• ACTIVITY:
In the text below, what office does Sam McLure want to hold?

• TEXT EXCERPT:
>>>>>

A person who wishes to be the attorney general of his or her state should understand the law — especially its most basic points, such as freedom of religion and separation between state and church. The individual should also respect the law. After all, she or he is looking to be the state’s chief law enforcement officer.
What the person should not do is argue for schools to break the law and violate the rights of students. But that’s what Sam McLure, who wants to be Alabama’s attorney general, has just done. He has gone after the Freedom From Religion Foundation, for upholding the First Amendment and ensuring that the rights of all students in Lee County, Alabama are protected.
In a recent press release — “McLure Stands Against the Freedom From Religion Foundation” — that seems a tad desperate, McLure attacks my organization as a bunch of “radical activist atheists” that “bullied” a school into “banning student-led prayer.” He goes on at length:
“For decades, radical activist atheists have been running-a-muck … bringing destruction on the very foundations of our liberty. First, they took prayer out of the school day, then they advocated for the right to kill the unborn. Now, the lines are being drawn again in Lee County. They are coming after our youth once again by telling them they are no longer allowed to engage in student-led prayer before a football game.”
This is breathtakingly wrong on quite a bit of things, but especially on the law. The Supreme Court itself explained struck down prayers identical to those in Lee County.

<<<<<

• SUPPLIED INFORMATION:

>>>>>

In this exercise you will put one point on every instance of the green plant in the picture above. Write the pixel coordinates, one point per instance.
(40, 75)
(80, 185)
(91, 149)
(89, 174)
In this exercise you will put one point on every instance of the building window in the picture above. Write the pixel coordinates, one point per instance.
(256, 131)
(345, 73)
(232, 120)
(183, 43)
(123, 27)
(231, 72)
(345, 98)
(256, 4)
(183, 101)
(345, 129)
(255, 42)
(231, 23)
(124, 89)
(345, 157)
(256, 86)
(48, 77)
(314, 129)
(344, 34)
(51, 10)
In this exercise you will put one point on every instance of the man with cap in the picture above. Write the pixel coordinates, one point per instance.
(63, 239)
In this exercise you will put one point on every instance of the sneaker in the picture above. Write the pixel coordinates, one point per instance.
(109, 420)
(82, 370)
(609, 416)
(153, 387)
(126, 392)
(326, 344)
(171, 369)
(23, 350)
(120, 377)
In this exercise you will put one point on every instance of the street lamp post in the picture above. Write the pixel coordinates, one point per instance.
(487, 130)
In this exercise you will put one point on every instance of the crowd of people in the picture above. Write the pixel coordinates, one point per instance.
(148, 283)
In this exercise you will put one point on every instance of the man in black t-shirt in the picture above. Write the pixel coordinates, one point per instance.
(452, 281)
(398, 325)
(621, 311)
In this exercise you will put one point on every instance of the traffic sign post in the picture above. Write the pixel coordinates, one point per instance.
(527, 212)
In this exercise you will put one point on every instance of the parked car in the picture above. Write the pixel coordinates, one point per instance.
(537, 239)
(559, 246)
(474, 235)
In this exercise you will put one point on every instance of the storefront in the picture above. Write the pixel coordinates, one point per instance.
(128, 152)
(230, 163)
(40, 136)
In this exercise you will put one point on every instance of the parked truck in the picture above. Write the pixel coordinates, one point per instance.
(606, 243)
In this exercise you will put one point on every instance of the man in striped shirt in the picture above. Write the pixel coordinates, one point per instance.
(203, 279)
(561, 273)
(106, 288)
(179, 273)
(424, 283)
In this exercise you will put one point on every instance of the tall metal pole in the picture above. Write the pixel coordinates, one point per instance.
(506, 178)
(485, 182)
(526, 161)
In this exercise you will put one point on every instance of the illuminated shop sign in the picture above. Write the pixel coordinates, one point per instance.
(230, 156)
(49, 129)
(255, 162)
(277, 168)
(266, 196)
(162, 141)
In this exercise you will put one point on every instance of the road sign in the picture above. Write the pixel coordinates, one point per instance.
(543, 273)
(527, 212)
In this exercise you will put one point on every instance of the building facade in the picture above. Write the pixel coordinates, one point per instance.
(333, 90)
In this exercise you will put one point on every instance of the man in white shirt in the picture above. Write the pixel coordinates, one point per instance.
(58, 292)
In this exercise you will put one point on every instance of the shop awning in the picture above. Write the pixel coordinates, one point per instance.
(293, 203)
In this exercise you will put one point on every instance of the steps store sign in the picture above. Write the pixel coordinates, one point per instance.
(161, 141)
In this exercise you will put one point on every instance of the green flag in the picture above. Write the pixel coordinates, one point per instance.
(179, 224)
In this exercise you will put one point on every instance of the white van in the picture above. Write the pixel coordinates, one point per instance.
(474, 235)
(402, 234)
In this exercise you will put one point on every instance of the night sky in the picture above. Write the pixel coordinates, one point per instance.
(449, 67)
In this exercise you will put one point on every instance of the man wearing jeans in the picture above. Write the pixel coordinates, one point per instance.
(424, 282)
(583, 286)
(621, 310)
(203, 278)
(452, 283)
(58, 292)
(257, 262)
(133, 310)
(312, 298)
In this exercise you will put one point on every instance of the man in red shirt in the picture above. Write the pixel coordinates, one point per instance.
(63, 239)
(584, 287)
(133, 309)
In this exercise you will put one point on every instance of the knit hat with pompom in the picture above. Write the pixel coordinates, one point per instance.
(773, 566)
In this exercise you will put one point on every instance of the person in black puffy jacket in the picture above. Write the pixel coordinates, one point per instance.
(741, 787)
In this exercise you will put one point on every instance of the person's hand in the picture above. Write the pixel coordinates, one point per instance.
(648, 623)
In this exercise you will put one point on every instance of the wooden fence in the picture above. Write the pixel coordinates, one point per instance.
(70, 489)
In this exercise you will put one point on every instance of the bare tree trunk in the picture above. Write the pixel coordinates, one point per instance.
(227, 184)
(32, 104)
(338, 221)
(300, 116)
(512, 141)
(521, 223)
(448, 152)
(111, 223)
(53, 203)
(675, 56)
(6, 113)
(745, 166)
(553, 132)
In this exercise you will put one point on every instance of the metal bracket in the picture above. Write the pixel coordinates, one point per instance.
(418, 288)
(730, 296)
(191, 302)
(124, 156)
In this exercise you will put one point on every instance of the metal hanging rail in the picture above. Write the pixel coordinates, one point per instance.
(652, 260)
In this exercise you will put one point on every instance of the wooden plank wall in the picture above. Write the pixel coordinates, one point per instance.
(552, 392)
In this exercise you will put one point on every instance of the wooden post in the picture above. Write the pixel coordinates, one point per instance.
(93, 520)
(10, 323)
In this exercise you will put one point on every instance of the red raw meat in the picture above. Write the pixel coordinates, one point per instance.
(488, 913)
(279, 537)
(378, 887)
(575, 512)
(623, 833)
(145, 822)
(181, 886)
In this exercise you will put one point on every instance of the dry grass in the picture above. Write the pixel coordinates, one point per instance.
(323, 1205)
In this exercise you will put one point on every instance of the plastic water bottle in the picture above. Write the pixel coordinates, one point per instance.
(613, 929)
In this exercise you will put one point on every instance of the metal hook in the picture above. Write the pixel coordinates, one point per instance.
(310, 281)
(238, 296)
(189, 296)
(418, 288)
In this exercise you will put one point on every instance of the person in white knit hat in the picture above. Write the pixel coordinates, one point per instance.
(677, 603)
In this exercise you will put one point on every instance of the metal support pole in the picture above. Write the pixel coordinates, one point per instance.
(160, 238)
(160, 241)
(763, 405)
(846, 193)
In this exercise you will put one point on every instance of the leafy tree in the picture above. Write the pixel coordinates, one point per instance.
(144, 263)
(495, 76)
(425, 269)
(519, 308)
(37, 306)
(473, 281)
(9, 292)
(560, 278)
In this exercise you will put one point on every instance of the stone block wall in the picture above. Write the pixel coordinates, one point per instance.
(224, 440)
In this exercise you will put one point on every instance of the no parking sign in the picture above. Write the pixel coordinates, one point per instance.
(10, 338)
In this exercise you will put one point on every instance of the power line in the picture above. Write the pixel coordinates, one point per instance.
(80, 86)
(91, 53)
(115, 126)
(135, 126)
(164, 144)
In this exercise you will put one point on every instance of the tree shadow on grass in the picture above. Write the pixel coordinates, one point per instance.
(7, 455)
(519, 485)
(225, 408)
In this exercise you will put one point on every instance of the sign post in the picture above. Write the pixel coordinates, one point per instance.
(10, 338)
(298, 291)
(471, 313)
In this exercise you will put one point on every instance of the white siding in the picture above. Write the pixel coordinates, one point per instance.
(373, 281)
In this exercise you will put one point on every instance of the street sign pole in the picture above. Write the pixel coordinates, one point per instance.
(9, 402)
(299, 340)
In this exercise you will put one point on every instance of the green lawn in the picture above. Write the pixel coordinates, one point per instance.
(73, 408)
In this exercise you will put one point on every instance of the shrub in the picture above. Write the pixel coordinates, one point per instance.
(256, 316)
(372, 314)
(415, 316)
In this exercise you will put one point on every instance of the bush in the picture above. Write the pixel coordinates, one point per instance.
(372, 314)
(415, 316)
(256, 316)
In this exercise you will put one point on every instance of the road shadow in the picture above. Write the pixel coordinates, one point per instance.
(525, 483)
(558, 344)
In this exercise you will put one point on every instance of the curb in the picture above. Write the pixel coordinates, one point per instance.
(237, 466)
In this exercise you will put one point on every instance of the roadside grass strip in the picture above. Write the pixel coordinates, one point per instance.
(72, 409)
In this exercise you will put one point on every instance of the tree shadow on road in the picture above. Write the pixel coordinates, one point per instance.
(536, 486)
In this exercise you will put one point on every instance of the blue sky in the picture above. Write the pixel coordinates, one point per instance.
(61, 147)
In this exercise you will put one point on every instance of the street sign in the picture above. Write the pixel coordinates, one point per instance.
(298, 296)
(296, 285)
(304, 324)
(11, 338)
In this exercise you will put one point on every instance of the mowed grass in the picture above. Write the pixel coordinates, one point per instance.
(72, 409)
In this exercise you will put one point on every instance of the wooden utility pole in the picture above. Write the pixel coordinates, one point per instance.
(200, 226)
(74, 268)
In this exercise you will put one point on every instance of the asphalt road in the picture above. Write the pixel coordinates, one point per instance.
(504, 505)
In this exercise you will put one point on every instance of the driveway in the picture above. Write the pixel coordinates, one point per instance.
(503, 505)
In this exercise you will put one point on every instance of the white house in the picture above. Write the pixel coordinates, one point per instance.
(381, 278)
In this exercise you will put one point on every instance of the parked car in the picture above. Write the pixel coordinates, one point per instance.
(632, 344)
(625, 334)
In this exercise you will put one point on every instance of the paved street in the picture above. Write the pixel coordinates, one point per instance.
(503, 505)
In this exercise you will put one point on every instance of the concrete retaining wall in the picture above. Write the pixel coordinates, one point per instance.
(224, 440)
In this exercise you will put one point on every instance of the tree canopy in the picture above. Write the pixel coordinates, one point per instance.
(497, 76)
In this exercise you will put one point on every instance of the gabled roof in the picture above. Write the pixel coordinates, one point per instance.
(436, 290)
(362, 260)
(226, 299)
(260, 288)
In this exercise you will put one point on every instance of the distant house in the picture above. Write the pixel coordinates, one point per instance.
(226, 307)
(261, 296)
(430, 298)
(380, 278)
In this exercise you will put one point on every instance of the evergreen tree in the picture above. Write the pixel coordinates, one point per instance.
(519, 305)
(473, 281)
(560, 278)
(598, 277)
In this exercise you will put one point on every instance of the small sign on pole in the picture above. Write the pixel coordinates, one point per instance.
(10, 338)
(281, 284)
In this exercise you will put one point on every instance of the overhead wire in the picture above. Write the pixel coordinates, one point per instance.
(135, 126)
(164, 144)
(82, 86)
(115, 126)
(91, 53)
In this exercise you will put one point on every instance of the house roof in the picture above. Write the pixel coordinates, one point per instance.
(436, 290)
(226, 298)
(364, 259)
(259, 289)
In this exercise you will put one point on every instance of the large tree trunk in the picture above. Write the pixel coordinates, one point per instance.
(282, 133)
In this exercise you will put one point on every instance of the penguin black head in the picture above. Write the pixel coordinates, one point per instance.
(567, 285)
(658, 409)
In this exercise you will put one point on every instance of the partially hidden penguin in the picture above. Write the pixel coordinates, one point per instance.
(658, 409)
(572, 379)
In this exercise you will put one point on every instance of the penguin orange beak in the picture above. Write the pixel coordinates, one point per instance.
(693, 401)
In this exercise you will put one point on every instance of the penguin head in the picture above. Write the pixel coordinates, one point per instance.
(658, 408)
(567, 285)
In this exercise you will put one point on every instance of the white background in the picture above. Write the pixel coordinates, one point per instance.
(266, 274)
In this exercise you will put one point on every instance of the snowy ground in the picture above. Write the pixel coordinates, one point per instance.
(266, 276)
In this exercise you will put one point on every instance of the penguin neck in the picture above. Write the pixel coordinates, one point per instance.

<<<<<

• RESULT FOR THIS TASK:
Alabama's attorney general